Saved entries:
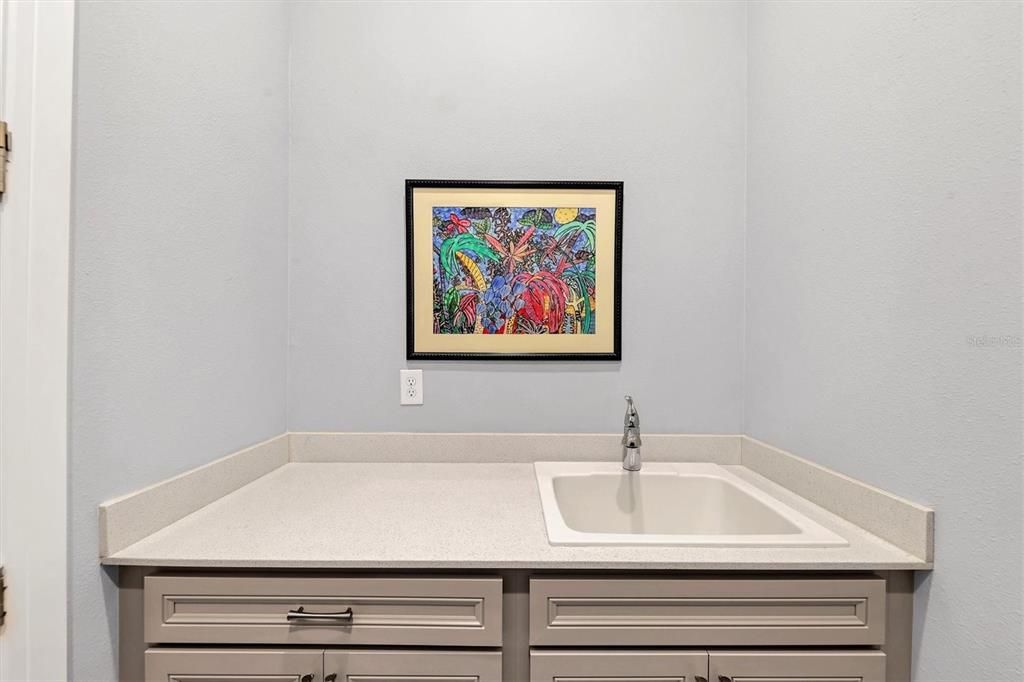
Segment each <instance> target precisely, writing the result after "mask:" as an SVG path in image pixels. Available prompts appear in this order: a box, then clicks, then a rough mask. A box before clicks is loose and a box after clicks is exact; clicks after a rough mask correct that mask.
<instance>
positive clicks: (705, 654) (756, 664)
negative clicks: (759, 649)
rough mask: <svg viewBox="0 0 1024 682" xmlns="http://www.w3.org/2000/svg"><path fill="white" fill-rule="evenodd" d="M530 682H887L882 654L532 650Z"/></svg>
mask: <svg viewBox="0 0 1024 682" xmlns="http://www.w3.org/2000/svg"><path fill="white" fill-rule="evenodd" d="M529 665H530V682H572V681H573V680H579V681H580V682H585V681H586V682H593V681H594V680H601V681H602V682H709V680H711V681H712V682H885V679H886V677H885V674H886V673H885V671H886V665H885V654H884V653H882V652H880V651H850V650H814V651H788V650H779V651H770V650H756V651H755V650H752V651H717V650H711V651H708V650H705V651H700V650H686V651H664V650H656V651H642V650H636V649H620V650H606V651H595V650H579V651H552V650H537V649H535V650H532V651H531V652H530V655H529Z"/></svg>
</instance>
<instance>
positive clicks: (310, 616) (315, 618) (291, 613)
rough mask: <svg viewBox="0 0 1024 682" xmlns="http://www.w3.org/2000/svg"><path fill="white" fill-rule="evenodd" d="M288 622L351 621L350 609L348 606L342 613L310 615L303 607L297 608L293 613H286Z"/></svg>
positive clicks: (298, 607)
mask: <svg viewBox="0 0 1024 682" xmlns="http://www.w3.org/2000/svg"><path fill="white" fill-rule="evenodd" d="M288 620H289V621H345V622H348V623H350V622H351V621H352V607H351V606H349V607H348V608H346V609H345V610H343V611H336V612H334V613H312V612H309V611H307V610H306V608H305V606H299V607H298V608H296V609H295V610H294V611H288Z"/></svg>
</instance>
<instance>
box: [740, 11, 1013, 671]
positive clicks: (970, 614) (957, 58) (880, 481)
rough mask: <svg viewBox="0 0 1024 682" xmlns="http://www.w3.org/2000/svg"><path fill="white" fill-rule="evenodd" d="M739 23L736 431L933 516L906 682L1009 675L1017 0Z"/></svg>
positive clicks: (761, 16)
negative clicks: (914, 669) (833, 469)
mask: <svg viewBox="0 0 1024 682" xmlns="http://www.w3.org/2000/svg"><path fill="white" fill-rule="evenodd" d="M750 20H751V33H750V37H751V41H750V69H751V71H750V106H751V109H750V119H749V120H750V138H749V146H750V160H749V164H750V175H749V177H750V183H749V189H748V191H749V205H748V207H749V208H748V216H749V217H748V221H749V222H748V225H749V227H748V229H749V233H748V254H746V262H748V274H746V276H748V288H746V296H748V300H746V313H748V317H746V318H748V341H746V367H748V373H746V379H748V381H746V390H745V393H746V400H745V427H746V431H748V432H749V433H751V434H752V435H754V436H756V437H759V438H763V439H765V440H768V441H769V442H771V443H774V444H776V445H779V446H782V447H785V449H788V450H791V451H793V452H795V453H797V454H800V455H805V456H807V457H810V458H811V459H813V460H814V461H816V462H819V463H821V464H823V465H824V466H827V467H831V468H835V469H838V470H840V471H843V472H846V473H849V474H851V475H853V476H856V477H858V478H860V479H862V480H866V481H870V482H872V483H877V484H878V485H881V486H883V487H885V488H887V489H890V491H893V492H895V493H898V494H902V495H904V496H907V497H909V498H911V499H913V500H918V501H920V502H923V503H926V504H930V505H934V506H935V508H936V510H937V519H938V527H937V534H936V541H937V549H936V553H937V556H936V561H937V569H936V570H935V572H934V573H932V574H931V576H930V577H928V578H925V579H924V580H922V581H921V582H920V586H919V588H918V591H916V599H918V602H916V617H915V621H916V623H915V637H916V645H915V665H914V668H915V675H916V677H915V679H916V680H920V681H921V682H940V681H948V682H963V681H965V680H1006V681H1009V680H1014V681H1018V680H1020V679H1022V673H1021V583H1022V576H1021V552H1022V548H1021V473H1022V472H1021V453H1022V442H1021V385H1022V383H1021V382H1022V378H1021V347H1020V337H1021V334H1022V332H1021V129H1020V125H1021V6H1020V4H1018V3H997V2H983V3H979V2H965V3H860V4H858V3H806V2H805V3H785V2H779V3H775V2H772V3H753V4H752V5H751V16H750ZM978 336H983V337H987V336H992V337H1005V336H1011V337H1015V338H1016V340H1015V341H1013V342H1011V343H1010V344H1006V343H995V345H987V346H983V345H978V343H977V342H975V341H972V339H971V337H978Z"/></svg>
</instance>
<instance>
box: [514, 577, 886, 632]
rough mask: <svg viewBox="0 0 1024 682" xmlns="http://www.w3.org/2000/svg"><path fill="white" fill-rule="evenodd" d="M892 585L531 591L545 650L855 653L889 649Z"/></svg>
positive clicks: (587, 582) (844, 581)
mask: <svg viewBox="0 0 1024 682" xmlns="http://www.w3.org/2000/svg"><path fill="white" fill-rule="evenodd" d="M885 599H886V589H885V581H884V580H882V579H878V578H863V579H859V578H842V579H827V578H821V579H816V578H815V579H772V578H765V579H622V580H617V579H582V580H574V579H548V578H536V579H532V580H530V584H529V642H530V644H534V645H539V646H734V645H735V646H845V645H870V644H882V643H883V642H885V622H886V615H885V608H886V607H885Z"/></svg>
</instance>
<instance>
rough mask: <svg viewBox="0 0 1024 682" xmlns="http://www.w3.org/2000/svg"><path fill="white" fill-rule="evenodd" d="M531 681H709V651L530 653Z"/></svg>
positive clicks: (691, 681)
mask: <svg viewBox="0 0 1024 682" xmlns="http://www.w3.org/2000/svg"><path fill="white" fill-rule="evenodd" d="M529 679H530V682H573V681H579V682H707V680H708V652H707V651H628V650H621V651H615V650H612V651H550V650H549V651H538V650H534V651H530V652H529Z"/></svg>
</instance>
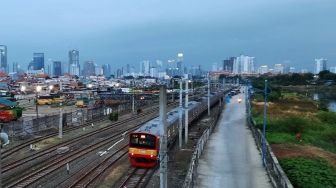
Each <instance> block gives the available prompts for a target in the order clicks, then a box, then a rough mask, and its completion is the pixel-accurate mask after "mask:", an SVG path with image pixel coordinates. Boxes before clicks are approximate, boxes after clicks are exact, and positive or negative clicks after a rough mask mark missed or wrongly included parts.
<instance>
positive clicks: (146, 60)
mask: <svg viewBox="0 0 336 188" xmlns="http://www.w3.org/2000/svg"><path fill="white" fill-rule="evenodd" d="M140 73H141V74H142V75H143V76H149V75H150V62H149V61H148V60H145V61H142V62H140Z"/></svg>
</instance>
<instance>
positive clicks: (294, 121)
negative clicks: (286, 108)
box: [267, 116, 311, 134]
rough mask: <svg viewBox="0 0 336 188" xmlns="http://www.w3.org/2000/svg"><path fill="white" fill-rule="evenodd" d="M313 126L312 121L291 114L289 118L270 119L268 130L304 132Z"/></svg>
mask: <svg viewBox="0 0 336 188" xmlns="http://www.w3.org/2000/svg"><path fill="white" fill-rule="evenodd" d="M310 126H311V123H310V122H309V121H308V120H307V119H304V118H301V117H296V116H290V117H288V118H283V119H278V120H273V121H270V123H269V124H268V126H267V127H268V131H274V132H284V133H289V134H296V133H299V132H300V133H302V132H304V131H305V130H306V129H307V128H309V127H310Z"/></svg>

---

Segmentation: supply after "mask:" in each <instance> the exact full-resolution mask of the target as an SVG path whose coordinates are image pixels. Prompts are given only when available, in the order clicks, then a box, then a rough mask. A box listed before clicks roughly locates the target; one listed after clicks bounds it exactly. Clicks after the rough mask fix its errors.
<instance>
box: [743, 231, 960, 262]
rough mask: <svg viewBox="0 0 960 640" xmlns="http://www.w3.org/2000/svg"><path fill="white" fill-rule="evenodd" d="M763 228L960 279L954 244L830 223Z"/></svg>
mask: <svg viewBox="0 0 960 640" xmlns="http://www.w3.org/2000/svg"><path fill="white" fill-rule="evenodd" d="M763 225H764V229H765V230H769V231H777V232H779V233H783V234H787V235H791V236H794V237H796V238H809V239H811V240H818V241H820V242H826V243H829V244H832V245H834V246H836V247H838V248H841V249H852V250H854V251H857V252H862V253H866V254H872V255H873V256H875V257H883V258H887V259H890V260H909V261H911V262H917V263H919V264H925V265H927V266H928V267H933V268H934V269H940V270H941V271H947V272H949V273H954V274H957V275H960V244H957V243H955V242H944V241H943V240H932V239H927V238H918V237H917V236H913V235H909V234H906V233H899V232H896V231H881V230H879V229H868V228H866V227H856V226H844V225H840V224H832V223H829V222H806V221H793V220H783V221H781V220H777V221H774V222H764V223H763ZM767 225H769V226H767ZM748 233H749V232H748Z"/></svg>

#### What the exercise asks
Render the lines from the line containing "Segmentation: supply after" through the line containing "228L960 279L954 244L830" as a Markdown table with the columns Row and Line. Skip any blank lines.

#### Result for this task
| Row | Line |
|---|---|
| 1 | Segmentation: supply after "mask:" in each <instance> the exact full-resolution mask of the target as an SVG path whose coordinates are image pixels. Prompts are given only when available, in the order clicks, then a box, then a rough mask. A box listed before clicks roughly locates the target; one listed after clicks bounds it exactly. Clicks after the rough mask fix its errors. |
| 2 | <instance> |
| 3 | box: [743, 231, 960, 262] |
| 4 | rough mask: <svg viewBox="0 0 960 640" xmlns="http://www.w3.org/2000/svg"><path fill="white" fill-rule="evenodd" d="M763 228L960 279L954 244L830 223Z"/></svg> |